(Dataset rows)
- - - - - - -
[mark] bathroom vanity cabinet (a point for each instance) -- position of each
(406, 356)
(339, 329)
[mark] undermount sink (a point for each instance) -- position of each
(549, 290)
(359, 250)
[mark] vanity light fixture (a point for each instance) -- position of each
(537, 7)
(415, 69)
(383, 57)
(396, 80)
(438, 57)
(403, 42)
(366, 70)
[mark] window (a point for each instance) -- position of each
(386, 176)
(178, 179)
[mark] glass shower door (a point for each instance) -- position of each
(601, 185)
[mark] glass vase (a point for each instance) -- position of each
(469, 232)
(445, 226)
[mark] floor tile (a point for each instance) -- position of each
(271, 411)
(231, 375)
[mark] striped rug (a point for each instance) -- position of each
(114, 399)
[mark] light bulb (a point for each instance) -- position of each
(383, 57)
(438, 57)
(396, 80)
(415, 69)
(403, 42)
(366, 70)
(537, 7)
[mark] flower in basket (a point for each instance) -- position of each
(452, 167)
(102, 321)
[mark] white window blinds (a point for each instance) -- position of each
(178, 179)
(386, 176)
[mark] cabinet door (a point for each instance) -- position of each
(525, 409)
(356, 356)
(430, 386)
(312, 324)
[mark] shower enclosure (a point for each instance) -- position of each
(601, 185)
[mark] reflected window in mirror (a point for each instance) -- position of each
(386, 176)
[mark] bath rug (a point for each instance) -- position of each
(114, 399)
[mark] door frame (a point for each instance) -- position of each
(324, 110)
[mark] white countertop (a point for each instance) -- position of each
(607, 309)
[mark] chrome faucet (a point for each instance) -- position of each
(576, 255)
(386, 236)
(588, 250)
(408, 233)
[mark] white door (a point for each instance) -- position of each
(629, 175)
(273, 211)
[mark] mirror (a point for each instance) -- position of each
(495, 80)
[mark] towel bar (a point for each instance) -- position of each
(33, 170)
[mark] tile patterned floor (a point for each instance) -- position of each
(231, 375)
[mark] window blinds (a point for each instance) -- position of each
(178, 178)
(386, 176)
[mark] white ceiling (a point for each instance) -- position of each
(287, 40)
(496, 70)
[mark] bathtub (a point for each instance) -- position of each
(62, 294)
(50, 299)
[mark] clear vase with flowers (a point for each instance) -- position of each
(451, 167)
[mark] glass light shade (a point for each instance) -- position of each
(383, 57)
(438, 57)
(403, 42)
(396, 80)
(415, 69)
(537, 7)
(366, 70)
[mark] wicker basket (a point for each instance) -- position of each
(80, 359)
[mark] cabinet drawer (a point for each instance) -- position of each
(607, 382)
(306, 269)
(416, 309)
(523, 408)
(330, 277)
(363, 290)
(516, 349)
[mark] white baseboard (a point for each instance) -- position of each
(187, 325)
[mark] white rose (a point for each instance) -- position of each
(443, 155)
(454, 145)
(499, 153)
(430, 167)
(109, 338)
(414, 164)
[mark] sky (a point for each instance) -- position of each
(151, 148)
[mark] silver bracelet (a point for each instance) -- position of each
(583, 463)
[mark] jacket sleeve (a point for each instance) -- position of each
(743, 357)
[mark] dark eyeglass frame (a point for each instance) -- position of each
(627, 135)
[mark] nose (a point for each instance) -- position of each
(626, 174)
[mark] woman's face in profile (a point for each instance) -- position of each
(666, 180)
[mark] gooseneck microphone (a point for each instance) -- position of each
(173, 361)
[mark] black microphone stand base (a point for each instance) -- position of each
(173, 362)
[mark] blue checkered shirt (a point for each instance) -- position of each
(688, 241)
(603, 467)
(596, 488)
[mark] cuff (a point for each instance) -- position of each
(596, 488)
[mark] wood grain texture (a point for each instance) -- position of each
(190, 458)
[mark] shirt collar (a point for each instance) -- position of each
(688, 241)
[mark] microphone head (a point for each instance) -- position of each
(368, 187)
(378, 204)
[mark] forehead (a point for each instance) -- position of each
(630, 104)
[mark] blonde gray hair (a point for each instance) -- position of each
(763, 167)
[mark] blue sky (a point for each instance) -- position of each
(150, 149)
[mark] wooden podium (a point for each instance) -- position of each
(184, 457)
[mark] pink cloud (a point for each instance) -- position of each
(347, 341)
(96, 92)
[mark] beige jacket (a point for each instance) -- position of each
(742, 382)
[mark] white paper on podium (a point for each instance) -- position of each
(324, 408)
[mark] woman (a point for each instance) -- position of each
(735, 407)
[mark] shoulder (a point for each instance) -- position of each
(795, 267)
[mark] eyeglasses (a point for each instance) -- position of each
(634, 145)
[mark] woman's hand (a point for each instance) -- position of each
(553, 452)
- - - - - - -
## Directions
Please quote exactly the lines from the one containing "[mark] cuff (a" through the last line of the records above, both included, and nothing else.

## Response below
[mark] cuff (a point for each instance) -- position of each
(596, 488)
[mark] wood grain texture (a point for each instance) -- position of each
(190, 458)
[mark] shirt collar (a point for each instance) -- position of each
(688, 241)
[mark] microphone head (a point for each instance) -- position of each
(368, 187)
(378, 204)
[mark] forehead (a point for each instance) -- position of each
(630, 104)
[mark] blonde gray hair (a point for each instance) -- position of each
(763, 167)
[mark] blue sky (a point for each instance) -- position of each
(150, 149)
[mark] wooden podium (a point for each instance) -- position of each
(184, 457)
[mark] pink cloud (a point for each instance) -- position of each
(347, 341)
(96, 92)
[mark] beige jacket (a point for each instance) -- position of each
(742, 382)
[mark] white paper on podium (a point for each instance) -- position of each
(324, 408)
[mark] woman (a point for each instance) -- position of each
(735, 407)
[mark] shoulder (a point for each instance) -- position of each
(795, 267)
[mark] eyeglasses (a point for each instance) -- position of each
(634, 145)
[mark] woman's hand (a point for each instance) -- position of each
(553, 452)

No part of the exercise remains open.